[Collected data]
:::

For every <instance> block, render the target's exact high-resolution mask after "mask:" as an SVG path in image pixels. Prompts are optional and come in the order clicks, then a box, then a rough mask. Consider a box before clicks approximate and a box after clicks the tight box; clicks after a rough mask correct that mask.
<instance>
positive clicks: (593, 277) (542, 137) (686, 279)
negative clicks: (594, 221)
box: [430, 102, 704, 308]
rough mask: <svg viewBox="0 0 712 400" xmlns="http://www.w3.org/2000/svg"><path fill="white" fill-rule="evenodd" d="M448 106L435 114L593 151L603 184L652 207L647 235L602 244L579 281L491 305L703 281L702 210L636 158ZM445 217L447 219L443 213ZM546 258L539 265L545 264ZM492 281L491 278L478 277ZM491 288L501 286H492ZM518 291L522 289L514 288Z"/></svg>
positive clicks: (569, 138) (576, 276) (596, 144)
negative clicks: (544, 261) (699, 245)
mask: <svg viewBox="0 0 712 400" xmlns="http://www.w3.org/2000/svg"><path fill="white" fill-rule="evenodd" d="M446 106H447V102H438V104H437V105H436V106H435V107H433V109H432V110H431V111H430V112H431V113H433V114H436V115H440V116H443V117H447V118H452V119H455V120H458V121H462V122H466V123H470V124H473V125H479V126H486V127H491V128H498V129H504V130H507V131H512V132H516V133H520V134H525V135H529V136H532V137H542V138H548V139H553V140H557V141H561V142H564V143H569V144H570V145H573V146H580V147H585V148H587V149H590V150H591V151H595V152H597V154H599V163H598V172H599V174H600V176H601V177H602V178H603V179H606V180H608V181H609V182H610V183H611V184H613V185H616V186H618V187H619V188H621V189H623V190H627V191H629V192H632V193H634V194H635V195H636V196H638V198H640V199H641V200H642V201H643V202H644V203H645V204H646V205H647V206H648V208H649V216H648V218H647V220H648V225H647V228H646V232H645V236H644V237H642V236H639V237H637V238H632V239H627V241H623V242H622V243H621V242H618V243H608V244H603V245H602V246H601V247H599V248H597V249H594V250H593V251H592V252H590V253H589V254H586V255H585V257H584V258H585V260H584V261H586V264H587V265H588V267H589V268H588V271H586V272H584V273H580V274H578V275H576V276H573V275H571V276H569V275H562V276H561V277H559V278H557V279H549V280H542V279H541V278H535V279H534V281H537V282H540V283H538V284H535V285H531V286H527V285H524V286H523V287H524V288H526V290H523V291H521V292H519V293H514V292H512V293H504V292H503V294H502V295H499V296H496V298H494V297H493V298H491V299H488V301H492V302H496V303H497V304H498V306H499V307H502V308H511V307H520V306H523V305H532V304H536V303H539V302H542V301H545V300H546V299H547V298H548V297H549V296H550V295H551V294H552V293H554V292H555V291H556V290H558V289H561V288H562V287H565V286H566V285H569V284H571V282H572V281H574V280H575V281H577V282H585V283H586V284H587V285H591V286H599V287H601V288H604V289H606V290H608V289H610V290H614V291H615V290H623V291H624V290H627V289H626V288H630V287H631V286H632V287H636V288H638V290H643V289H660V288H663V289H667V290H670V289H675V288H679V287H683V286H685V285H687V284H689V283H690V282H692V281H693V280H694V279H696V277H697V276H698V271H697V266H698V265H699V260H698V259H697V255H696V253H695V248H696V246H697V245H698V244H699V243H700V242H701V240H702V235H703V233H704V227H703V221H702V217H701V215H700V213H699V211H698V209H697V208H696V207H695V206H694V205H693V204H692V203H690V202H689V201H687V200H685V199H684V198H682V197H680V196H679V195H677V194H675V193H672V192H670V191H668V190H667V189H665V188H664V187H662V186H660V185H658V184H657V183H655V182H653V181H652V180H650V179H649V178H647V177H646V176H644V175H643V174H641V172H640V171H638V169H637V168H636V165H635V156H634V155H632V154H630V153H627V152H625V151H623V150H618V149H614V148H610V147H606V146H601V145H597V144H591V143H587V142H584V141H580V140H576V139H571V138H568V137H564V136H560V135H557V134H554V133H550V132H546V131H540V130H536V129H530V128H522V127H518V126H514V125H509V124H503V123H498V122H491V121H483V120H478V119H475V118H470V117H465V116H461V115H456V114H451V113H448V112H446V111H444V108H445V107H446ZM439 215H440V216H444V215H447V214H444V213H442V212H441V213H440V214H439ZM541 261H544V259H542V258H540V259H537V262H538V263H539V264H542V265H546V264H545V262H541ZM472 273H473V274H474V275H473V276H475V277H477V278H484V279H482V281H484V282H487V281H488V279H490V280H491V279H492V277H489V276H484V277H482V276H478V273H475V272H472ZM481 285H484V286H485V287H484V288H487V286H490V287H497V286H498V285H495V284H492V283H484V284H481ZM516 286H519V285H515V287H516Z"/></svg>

:::

[EXERCISE DIRECTIONS]
Search the data and copy each line containing "instance".

[YOUR RESPONSE]
For every <instance> block, render the target's exact high-resolution mask after "mask:" as an SVG path in image pixels. Prompts are optional and come in the order clicks, then a box, then a rough mask. Consider a box before clicks approximate and a box after clicks the tight box; clicks after a rough mask correct that mask.
<instance>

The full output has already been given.